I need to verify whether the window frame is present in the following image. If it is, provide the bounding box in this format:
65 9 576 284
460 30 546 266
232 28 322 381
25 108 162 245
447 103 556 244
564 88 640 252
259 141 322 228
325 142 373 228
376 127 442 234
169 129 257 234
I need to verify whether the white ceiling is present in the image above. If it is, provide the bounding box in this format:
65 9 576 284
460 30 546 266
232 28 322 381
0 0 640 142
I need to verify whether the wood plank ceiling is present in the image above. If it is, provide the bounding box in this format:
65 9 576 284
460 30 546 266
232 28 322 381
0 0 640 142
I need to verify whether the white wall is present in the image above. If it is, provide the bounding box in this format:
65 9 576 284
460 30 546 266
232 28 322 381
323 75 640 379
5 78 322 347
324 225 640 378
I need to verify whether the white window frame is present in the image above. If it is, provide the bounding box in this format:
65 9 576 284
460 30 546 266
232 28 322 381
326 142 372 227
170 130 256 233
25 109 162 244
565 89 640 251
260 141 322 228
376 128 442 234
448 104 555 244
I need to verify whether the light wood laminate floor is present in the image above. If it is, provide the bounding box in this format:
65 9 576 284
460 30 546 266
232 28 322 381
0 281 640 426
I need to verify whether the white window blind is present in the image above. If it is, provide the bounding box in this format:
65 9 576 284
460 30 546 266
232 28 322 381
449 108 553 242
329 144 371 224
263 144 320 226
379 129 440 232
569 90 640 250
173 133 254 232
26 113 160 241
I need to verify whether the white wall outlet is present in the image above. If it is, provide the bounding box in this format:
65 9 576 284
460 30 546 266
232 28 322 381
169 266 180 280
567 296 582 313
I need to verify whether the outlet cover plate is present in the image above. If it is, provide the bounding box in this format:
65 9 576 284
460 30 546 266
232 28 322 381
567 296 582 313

Instructions for the task – Update the lines above so that every "verify" becomes "confirm", with nothing else changed.

Full solution –
I need to confirm whether the window frame is present in the following image. If it is, provide the bounding box in this format:
65 9 576 284
460 30 546 266
232 28 322 381
25 108 162 245
447 103 556 244
564 88 640 252
259 141 322 228
325 142 373 228
376 127 442 234
169 129 257 234
I need to confirm whether the white ceiling is present in the image above. If it is, provide the bounding box in this format:
65 9 576 284
460 30 546 266
232 28 322 381
0 0 640 142
I need to confirm whether the wood plank ceiling is present in the image above. If it is, provide the bounding box in this format:
65 9 576 284
460 30 546 266
232 28 322 381
0 0 640 142
I need to confirm whether the white wall is present in the image above. If it is, provide the bounding box in this format:
65 9 576 284
460 30 546 266
232 28 322 381
323 75 640 379
5 78 322 347
324 225 640 378
I need to confirm whether the white window frame is present in the image above. If it is, provide the bounding box in this format:
65 9 576 284
460 30 546 266
232 28 322 381
326 142 372 227
170 130 256 233
25 109 162 244
565 89 640 251
260 141 322 228
376 128 442 234
448 104 555 244
I need to confirm whether the light wood laminate floor is present in the image above. If it is, provide the bounding box in this format:
65 9 576 284
460 30 546 266
232 28 322 381
0 281 640 426
I need to confirm whether the white window blind is present in the image above. If it is, provide the bounding box in this format:
65 9 576 284
460 30 546 266
232 28 322 381
449 108 553 242
329 144 371 224
263 144 320 226
379 129 440 232
569 90 640 250
173 133 254 232
26 113 160 241
I need to confirm whether the white wall outlet is present in the image above. If it is, provide the bounding box in this format:
65 9 576 284
460 30 546 266
232 28 322 381
169 266 180 280
567 296 582 313
I need to confirm whether the outlet cover plate is present in the image above. If it is, provide the bounding box in this format:
65 9 576 284
460 30 546 266
232 28 322 381
567 296 582 313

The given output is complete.